##### The input
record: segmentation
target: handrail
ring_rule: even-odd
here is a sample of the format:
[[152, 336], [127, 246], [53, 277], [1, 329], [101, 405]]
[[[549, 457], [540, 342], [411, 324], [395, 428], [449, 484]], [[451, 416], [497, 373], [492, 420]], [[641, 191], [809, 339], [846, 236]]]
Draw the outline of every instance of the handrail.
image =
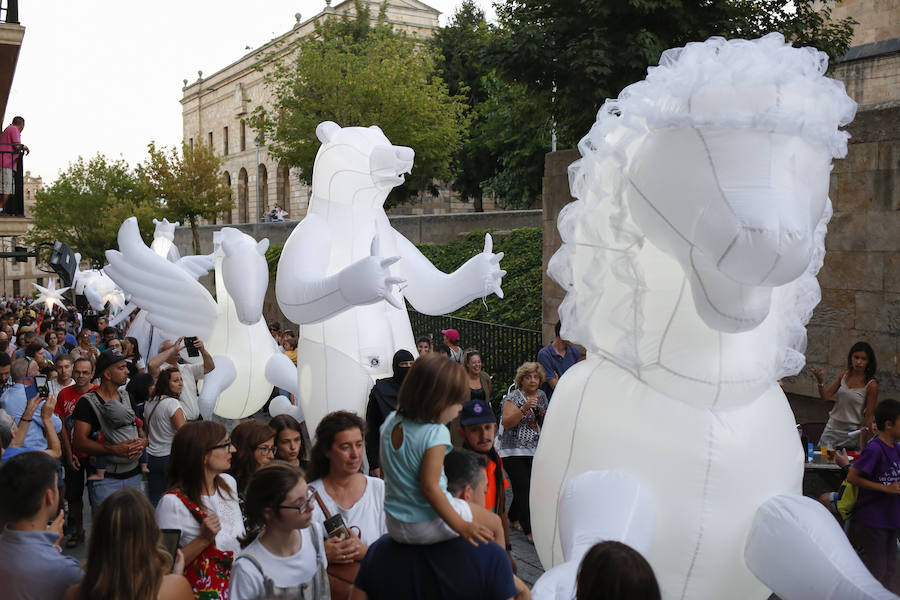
##########
Copy out all the data without changing anything, and drop the pictures.

record: segmentation
target: handrail
ring_rule: even-odd
here is a sample of the format:
[[152, 336], [127, 246], [53, 277], [1, 329], [101, 405]]
[[[549, 457], [540, 342], [411, 324], [395, 428], [449, 484]], [[451, 416], [497, 373], [492, 420]], [[641, 191], [809, 339], [846, 236]]]
Draw the outline of every instance of the handrail.
image =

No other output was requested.